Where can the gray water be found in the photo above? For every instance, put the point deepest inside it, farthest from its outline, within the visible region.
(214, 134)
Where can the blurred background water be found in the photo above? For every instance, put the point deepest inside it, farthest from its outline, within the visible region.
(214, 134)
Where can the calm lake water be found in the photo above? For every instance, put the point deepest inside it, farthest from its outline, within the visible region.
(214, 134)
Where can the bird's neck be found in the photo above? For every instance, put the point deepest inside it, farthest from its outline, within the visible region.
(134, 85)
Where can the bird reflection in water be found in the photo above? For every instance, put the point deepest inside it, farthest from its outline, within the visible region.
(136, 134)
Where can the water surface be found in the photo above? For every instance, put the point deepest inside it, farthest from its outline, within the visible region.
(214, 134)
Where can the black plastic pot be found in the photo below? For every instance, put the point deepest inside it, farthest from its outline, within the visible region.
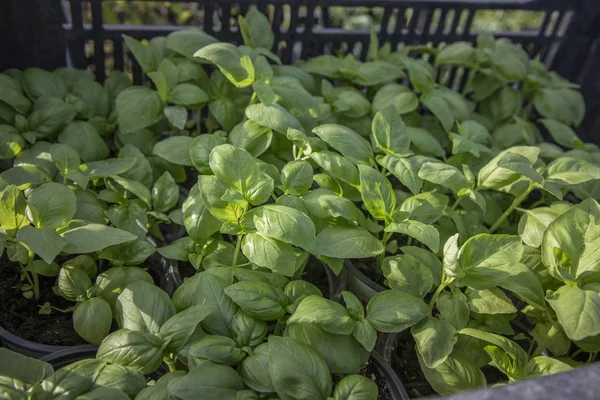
(70, 354)
(393, 383)
(26, 347)
(358, 283)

○ ○ ○ ○ ○

GOAL OF THE EXERCISE ▸ Convert all the entries above into a two-column CSV with the header text,answer. Write one row per entry, putting its text and its answer each in a single quoted field with line breaks replaced by spaces, and leave the pictures out.

RESULT BELOW ▸
text,answer
"Where can the gray water be found in the photo above? For every instance, put the point deepest inside it, farthest from its outline, within the visible region.","(214, 134)"
"Where can the blurred background water be found in the photo above? For every instance, put the point deepest inside it, farthest from its outline, within the visible region.","(214, 134)"
"Where can the calm lake water be found in the photo above? For every instance, put the point deepest inside it, farthest from its outline, within the visible region.","(214, 134)"
"Where can the bird's neck be found in the photo above? For every instance, put the point deepest inside it, farthest from its outline, within the visible region.","(134, 85)"
"Where can the bird reflection in water be found in the photo above? For every instance, put the point deepest inside it, farthest from its outline, within the visible region.","(136, 134)"
"Where can the water surface be found in the photo above? For every instance, put the point deepest inside it, farthest from its outline, within the visible region.","(214, 134)"
"Where can the black plastic pot be found in the photo below? For every instance, put the point deepest inside it, farthest from its outline, within the visible region.","(70, 354) (393, 383) (26, 347) (358, 283)"